* **Excerpted passage**:

════════

MOSCOW TIGHTLY CONTROLS INFORMATION ON THE CHECHEN CONFLICT
Publication: Prism Volume: 5 Issue: 20
By:
By Nabi Abdullaev
“Wherever the press center is established, the information ends,” grimly jokes Timur Djafarov, Interfax correspondent in Dagestan, sitting in the hall of the Makhachkala Provisional press center among the other journalists at the daily briefing on the joint federal forces fighting in Chechnya. Although his statement sounds paradoxical, he is, to a great extent, right. The Russian military press centers established in September in Makhachkala, Dagestan, and in Mozdok, North Ossetia, became the ultimate sources of information on the ongoing conflict, and what they disseminate looks increasingly like propaganda, not information.
The problems in covering the current military conflict in Chechnya are mainly technical and logistical. The worst problem is getting access to the places where the conflict is taking place. This mostly concerns the foreign media, given that the Russian journalists are already soured on the Chechen “liberation struggle” and, following the bombing in Russian cities which left more than 300 civilians dead, share (at least, in public) the common view that the Russian military operation in Chechnya is a response to terrorism. This attitude is a comfort to the Russian state authorities.

════════

* **Exercise task A**: In the article on information about the Chechen conflict, why does the difficulty of reaching the fighting mostly concern the foreign media rather than Russian journalists?
* **Exercise task B**: According to the article on information about the Chechen conflict, in which two cities were the Russian military press centers set up in September?
* **Exercise task C**: List every place name that appears in the article on information about the Chechen conflict, including its headline.

* **Data excerpt**:
════════

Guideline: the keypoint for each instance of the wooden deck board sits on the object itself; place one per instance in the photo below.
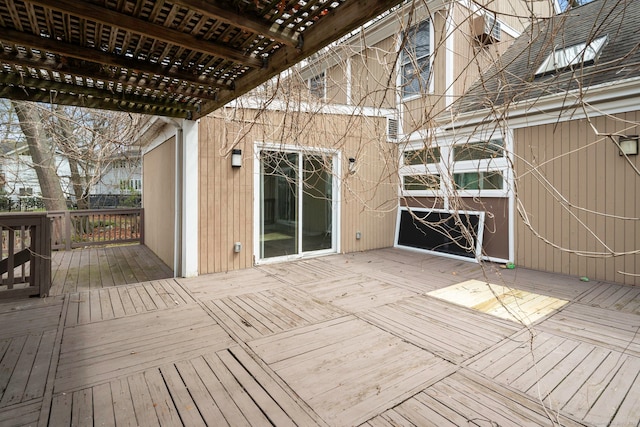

════════

* **Result A**: Russian journalists are already soured on the Chechen "liberation struggle." After bombings in Russian cities killed more than 300 civilians, they share, at least in public, the common view that the Russian military operation in Chechnya is a response to terrorism.

* **Result B**: Makhachkala, Dagestan, and Mozdok, North Ossetia.

* **Result C**: Moscow, Chechnya, Dagestan, Makhachkala, Mozdok, North Ossetia